» TEXT:
··········
Cross-Region Trace Context

Propagate trace context across regions without losing context:

# Cross-region trace context propagation
from opentelemetry import propagate
from opentelemetry.trace import set_span_in_context

def forward_to_region(headers: dict, region: str):
    # Inject current trace context into headers for cross-region call
    propagate.inject(headers)

    # Add region-specific tags
    current_span = trace.get_current_span()
    current_span.set_attribute("destination.region", region)

    response = requests.post(
        f"https://{region}-api.example.com/process",
        headers=headers
    )
    return response

Regional Sampling Strategies

# Regional sampling configuration
apiVersion: jaegertracing.io/v1
kind: Jaeger
metadata:
  name: multi-region-jaeger
  namespace: observability
spec:
  strategy: adaptive
  sampling:
    type: adaptive
    adaptive:
      # Higher sampling rate in production regions
      sampling_server_url: jaeger-agent:5778
      max_traces_per_second: 200
      initial_sampling_rate: 20
      # Always sample cross-region calls
      policies:
        - name: cross-region
          type: tag
          tag:
            key: cross_region
            value: "true"
          probabilistic: 1.0

Storage Considerations for Multi-Region

ApproachProsCons
Centralized (single ES)Simple, consistentLatency for remote collectors
Distributed (per-region ES)Low latencyComplex cross-region queries
Hybrid (hot-warm ES)Balance of bothOperational complexity

Cross-Region Trace Correlation

# Correlate traces across regions
curl -s "http://jaeger-query.global:16686/api/traces?service=*&lookback=1h" | \
  jq '.data[] | select(.spans[] | .tags[] | .key == "region" and .vStr == "us-east") | {
    traceID: .traceID,
    regions: [.spans[].tags[] | select(.key == "region") | .vStr] | unique,
    duration_ms: (.duration / 1000)
··········
» REQUIREMENTS:
[1] In the multi-region tracing text, what value does the regional sampling configuration give for max_traces_per_second?
[2] Rewrite the configuration block in the multi-region tracing text that begins "# Regional sampling configuration" as a short list of its main settings.
The records aren't needed for this work.

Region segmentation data
··········
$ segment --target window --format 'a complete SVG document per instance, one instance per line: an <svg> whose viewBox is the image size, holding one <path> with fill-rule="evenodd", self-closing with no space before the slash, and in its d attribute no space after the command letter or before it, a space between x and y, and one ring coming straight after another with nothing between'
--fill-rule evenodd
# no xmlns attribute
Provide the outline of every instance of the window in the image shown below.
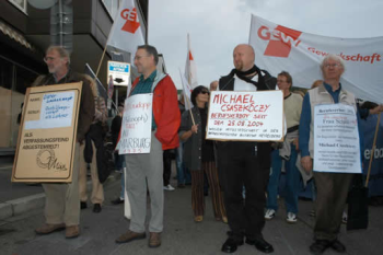
<svg viewBox="0 0 383 255"><path fill-rule="evenodd" d="M27 0L8 0L8 1L26 14Z"/></svg>

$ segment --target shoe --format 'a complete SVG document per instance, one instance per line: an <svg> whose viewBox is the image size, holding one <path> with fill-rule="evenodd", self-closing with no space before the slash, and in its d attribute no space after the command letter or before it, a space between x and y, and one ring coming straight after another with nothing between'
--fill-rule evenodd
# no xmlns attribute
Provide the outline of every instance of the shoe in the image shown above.
<svg viewBox="0 0 383 255"><path fill-rule="evenodd" d="M161 233L150 232L149 247L156 248L161 245Z"/></svg>
<svg viewBox="0 0 383 255"><path fill-rule="evenodd" d="M332 248L337 253L346 253L346 246L339 240L335 240L332 243Z"/></svg>
<svg viewBox="0 0 383 255"><path fill-rule="evenodd" d="M341 223L347 224L347 212L344 211L344 215L341 216Z"/></svg>
<svg viewBox="0 0 383 255"><path fill-rule="evenodd" d="M276 210L267 209L265 213L265 220L271 220L276 216Z"/></svg>
<svg viewBox="0 0 383 255"><path fill-rule="evenodd" d="M61 231L66 229L66 224L44 224L43 227L35 229L37 234L50 234L56 231Z"/></svg>
<svg viewBox="0 0 383 255"><path fill-rule="evenodd" d="M289 223L295 223L297 222L295 213L288 212L288 216L286 217L286 221Z"/></svg>
<svg viewBox="0 0 383 255"><path fill-rule="evenodd" d="M116 239L116 243L129 243L135 240L140 240L147 237L147 234L143 233L136 233L134 231L128 231Z"/></svg>
<svg viewBox="0 0 383 255"><path fill-rule="evenodd" d="M224 253L234 253L237 248L237 246L241 246L243 244L242 241L236 241L232 237L229 237L222 245L221 251Z"/></svg>
<svg viewBox="0 0 383 255"><path fill-rule="evenodd" d="M117 197L116 199L112 200L111 202L112 202L112 205L116 206L116 205L119 205L119 204L124 204L124 199Z"/></svg>
<svg viewBox="0 0 383 255"><path fill-rule="evenodd" d="M100 205L100 204L94 204L94 206L93 206L93 212L94 212L94 213L100 213L100 212L101 212L101 205Z"/></svg>
<svg viewBox="0 0 383 255"><path fill-rule="evenodd" d="M332 242L327 240L316 240L315 243L310 246L310 252L314 255L321 255L329 246L332 246Z"/></svg>
<svg viewBox="0 0 383 255"><path fill-rule="evenodd" d="M86 209L88 208L86 202L85 201L80 201L80 208L81 208L81 210L82 209Z"/></svg>
<svg viewBox="0 0 383 255"><path fill-rule="evenodd" d="M163 189L167 192L173 192L175 188L172 185L167 184L166 186L163 186Z"/></svg>
<svg viewBox="0 0 383 255"><path fill-rule="evenodd" d="M80 235L79 225L67 225L66 229L66 239L76 239Z"/></svg>
<svg viewBox="0 0 383 255"><path fill-rule="evenodd" d="M255 248L263 253L272 253L274 247L271 244L266 242L263 237L258 239L246 239L246 243L249 245L255 245Z"/></svg>

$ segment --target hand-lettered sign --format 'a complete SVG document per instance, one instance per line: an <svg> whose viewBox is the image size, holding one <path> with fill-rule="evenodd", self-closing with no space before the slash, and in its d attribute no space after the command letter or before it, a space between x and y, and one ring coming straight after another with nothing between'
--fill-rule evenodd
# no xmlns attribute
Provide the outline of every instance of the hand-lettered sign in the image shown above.
<svg viewBox="0 0 383 255"><path fill-rule="evenodd" d="M153 94L136 94L125 101L119 154L150 153Z"/></svg>
<svg viewBox="0 0 383 255"><path fill-rule="evenodd" d="M358 120L345 104L314 108L314 171L361 173Z"/></svg>
<svg viewBox="0 0 383 255"><path fill-rule="evenodd" d="M70 183L82 82L30 88L12 182Z"/></svg>
<svg viewBox="0 0 383 255"><path fill-rule="evenodd" d="M206 139L282 141L282 92L213 91Z"/></svg>

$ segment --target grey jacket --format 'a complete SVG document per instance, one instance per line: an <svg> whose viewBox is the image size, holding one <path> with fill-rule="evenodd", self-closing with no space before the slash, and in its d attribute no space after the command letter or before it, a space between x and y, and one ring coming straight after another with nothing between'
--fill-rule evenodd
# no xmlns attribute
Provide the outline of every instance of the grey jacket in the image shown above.
<svg viewBox="0 0 383 255"><path fill-rule="evenodd" d="M198 126L198 132L193 134L189 139L184 141L184 163L185 166L192 171L201 170L202 169L202 131L201 128L201 118L199 115L198 107L192 108L193 117ZM185 111L181 118L181 127L179 127L179 137L192 129L193 121L190 117L190 111Z"/></svg>

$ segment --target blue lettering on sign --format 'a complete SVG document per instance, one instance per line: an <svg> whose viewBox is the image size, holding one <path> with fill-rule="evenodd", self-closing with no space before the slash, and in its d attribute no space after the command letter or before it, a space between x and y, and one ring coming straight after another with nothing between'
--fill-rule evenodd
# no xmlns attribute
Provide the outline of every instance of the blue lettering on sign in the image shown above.
<svg viewBox="0 0 383 255"><path fill-rule="evenodd" d="M109 63L109 71L129 72L129 65L112 62L112 63Z"/></svg>

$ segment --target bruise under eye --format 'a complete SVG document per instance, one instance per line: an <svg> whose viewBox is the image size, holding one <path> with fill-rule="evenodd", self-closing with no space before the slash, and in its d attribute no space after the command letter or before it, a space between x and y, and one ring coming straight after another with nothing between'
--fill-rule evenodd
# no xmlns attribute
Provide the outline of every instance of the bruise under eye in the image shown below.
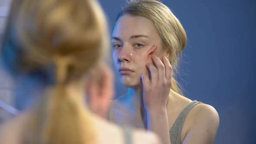
<svg viewBox="0 0 256 144"><path fill-rule="evenodd" d="M143 46L144 46L144 45L140 43L137 43L135 44L134 46L136 47L139 48L141 48L141 47L143 47Z"/></svg>
<svg viewBox="0 0 256 144"><path fill-rule="evenodd" d="M112 46L114 49L118 49L122 47L122 45L118 44L113 44Z"/></svg>

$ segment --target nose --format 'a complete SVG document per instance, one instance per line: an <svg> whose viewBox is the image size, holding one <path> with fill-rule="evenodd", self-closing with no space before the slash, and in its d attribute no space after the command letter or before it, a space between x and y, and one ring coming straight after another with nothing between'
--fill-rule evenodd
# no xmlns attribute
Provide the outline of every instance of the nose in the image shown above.
<svg viewBox="0 0 256 144"><path fill-rule="evenodd" d="M124 46L118 56L119 62L130 63L131 61L131 52L128 46Z"/></svg>

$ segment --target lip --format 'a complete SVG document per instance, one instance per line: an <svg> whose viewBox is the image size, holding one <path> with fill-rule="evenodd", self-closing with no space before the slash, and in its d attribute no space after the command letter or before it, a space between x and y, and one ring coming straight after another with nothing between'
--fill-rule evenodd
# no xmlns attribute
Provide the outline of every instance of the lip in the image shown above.
<svg viewBox="0 0 256 144"><path fill-rule="evenodd" d="M118 72L122 74L128 74L134 72L134 71L127 68L121 68L119 69Z"/></svg>

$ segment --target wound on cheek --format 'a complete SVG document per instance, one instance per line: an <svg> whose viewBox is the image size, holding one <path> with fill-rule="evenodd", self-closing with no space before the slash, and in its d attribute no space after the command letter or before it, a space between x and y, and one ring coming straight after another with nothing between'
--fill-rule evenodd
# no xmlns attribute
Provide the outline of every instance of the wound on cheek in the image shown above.
<svg viewBox="0 0 256 144"><path fill-rule="evenodd" d="M147 53L148 54L148 59L150 57L151 57L152 55L155 53L156 50L157 50L157 46L155 46L154 44L152 47L148 50L148 52L147 52Z"/></svg>

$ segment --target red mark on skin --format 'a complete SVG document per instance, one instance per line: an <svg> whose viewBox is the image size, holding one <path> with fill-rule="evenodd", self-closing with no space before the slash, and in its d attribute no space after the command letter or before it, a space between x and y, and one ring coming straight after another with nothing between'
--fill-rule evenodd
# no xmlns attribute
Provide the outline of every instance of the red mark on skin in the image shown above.
<svg viewBox="0 0 256 144"><path fill-rule="evenodd" d="M149 58L150 56L151 57L152 55L153 55L155 53L155 52L156 52L156 50L157 50L157 48L158 47L156 46L155 46L154 44L154 45L153 45L153 46L152 46L152 47L148 50L148 52L147 52L147 53L148 53L148 59Z"/></svg>

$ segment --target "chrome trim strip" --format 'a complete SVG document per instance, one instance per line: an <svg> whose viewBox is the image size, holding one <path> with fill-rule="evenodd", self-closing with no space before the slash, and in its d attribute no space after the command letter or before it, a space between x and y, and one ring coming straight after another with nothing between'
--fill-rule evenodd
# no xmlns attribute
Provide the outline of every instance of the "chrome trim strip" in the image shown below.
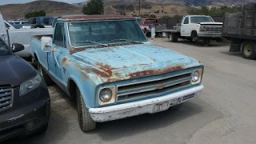
<svg viewBox="0 0 256 144"><path fill-rule="evenodd" d="M192 76L192 73L191 72L186 72L186 73L177 74L174 74L174 75L172 75L172 76L170 76L170 77L166 77L166 78L157 78L157 79L153 79L153 80L148 80L148 81L143 81L143 82L138 82L119 85L119 86L117 86L117 91L118 93L118 87L120 87L120 86L130 86L130 85L134 85L134 84L139 84L139 83L145 83L145 82L154 82L154 81L158 81L158 80L162 80L162 79L167 79L167 78L173 78L173 77L177 77L177 76L180 76L180 75L185 75L185 74L190 74L191 76ZM148 78L148 77L146 77L146 78Z"/></svg>
<svg viewBox="0 0 256 144"><path fill-rule="evenodd" d="M0 109L0 112L4 111L7 109L10 109L10 107L13 106L13 103L14 103L14 90L13 88L10 87L10 89L11 89L11 95L10 95L10 105L5 108L1 108Z"/></svg>
<svg viewBox="0 0 256 144"><path fill-rule="evenodd" d="M187 77L187 78L182 78L182 79L178 79L178 80L176 80L176 81L173 81L173 82L166 82L166 83L162 83L162 84L160 84L160 85L166 85L167 84L166 86L165 86L164 88L166 87L170 87L170 86L172 86L174 85L177 85L178 83L182 83L184 82L186 82L186 81L191 81L191 78L192 77ZM178 81L181 81L181 82L178 82ZM190 82L191 83L191 82ZM169 85L168 85L169 84ZM148 89L148 90L140 90L140 91L136 91L136 92L128 92L128 93L125 93L123 92L124 94L118 94L118 96L122 96L122 95L126 95L126 94L138 94L138 93L142 93L142 92L145 92L145 91L150 91L150 90L156 90L156 87L158 86L158 85L155 85L155 86L147 86L147 87L142 87L142 88L139 88L139 89L134 89L134 90L139 90L141 89L146 89L146 88L150 88L150 89ZM127 90L127 91L132 91L132 90ZM118 93L119 91L118 91Z"/></svg>
<svg viewBox="0 0 256 144"><path fill-rule="evenodd" d="M190 86L190 85L189 85L189 86ZM163 92L163 93L168 93L168 92L170 92L170 91L173 91L173 90L175 90L182 89L182 88L184 88L184 87L186 87L186 86L187 86L187 85L186 85L186 86L181 86L181 87L176 88L176 89L173 89L173 90L168 90L168 91L165 91L165 92ZM163 93L159 93L159 94L158 94L158 95L162 94L163 94ZM134 99L138 99L138 98L145 98L145 97L149 98L149 97L151 97L151 96L153 96L153 95L156 95L156 94L149 94L149 95L146 95L146 96L136 97L136 98L127 98L127 99L125 99L125 100L119 100L119 101L118 101L118 99L117 99L117 102L126 102L126 101L134 100ZM117 98L118 98L118 97L117 97Z"/></svg>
··········
» RESPONSES TO THE TASKS:
[1] 200

[2]
- Resource: Jaeger (apiVersion jaegertracing.io/v1), named multi-region-jaeger, in the observability namespace
- Strategy and sampling type: adaptive
- Sampling server URL: jaeger-agent:5778
- Maximum traces per second: 200
- Initial sampling rate: 20
- Policy "cross-region": tag type, key cross_region with value "true", probabilistic 1.0, so cross-region calls are always sampled